## PROBLEM SET
(A) In the essay on black America, what range does it give for non-black unemployment in Minnesota?
(B) Carry on with the essay on black America from its final sentence.

[Opening PAGE EXTRACT section]

Of course one could argue if President Obama even looked in the direction of black plight, members of the right, and some black people would consider it an act of treason.

From the failure of Reconstruction in the late 1800s to the mass incarceration of black Americans today, black Americans are faced with several progress stopping and extremely violent and important concerns:

  • Things are not getting any better;
  • The American Dream bypasses poor communities;
  • Blacks are being systematically “edited” by American culture;
  • Those African Americans who have been assigned the mission of moving the black agenda forward have become a voiceless and dysfunctional part of American society dependent on white guilt; and
  • Academic leadership, stuck hopelessly with no voice inside educational institutions across academia is the driver that will cause the silent death of black America.

It is clear that the African American community is in bad shape and the national political leadership has sold out its black constituents.

This part of the epidemic is called “The Stickiness Factor.”

To look at the imbalance with data, we need only to review the U.S. Labor Department reports on unemployment in the minority community. The rate of no opportunity was at 12.7 percent when President Obama initially took office. As the employment rate for the nation dropped below eight percent, black unemployment increased to 12.9 percent and then to 14 percent for December. In some states like Minnesota, the unemployment rate has climbed reaching into the 20 percentile for black Minnesotans while according to the the Minnesota Department of Employment and Economic Development (DEED), non­black unemployment numbers stayed in the single digits ranging from seven to nine percent. What does this say about the power and voice of a people and the Dream?

Everyday, black Americans are being defined. It doesn’t matter if its on a bus stop, in a car, at work, in the unemployment line or on a college campus. Blacks are defined mostly by those who don’t look like us–but have the power to create a destiny for us which should be viewed as an unfair misrepresentation to anyone with the cognitive skills of people relations.

[Closing PAGE EXTRACT section]
[Opening SUPPLIED ENTRIES section]

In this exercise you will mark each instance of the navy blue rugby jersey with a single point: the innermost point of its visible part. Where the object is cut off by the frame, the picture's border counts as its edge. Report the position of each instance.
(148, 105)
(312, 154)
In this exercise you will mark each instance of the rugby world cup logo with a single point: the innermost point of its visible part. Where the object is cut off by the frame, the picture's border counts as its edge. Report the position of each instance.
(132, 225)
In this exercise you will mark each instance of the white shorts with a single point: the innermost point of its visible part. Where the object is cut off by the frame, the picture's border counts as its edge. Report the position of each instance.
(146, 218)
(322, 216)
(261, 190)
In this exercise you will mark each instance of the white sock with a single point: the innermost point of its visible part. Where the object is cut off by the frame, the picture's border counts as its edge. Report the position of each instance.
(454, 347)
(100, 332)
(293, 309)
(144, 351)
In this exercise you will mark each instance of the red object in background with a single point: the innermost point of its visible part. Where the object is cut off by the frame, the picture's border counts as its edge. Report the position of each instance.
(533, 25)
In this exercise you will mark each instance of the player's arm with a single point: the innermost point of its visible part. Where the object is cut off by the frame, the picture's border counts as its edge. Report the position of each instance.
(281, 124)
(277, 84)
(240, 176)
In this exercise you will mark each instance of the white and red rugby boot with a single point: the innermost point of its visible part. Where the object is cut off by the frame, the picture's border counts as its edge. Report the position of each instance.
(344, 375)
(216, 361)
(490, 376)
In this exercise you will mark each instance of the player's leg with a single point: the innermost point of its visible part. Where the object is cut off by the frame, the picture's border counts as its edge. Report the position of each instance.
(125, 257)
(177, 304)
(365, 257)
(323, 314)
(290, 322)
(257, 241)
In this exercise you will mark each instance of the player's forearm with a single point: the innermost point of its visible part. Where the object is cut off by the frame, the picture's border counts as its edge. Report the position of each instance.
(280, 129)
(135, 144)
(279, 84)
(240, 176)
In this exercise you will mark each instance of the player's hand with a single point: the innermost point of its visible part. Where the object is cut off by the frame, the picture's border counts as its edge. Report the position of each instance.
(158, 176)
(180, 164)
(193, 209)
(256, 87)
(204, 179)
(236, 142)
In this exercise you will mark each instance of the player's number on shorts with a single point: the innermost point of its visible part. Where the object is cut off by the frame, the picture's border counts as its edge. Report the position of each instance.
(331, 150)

[Closing SUPPLIED ENTRIES section]

## EXPECTED RESPONSES
(A) Seven to nine percent.

(B)
While some black leaders only talk of reparations, Native Americans have had benefits from their reservation casinos. The Jewish community made it a point to have a Reparations Agreement between Israel and West Germany to pay Israel for the slave labor and persecution of Jews during the Holocaust, and to compensate for Jewish property that was stolen by the Nazis. The lone African, or black person has been left outside of the awards for the black Holocaust. The black reparation is far from the American Dream and closer to Cotton Candy ­airy and fast dissolving.

We sit, waiting to be called off the bench in a world that will erupt in violent fury once the minority becomes the majority. Like a thief in the night, education and the need to address “diversity” across the United States before it becomes an in­ your ­face reality.

This part of the epidemic is called “The Power of Context.”

Albert Einstein said, “There is a somber point in the social outlook of Americans. Their sense of equality and human dignity is mainly limited to men of white skins. Even among these there are prejudices of which I as a Jew am dearly conscious, but they are unimportant in comparison with the attitude of ‘Whites’ toward their fellow­citizens of darker complexion, particularly toward Negroes. The more I feel an American, the more this situation pains me. I can escape the feeling of complicity in it only by speaking out. Racism is America’s greatest disease and Racism is a disease of the white man.”

As the street music plays on and the big ferris wheel turns high in the sky, if dealing with life­ altering definitions of self and the perception of others, tearing away at a piece of cotton candy, letting it dissolve slowly in your mouth now only seems to burn.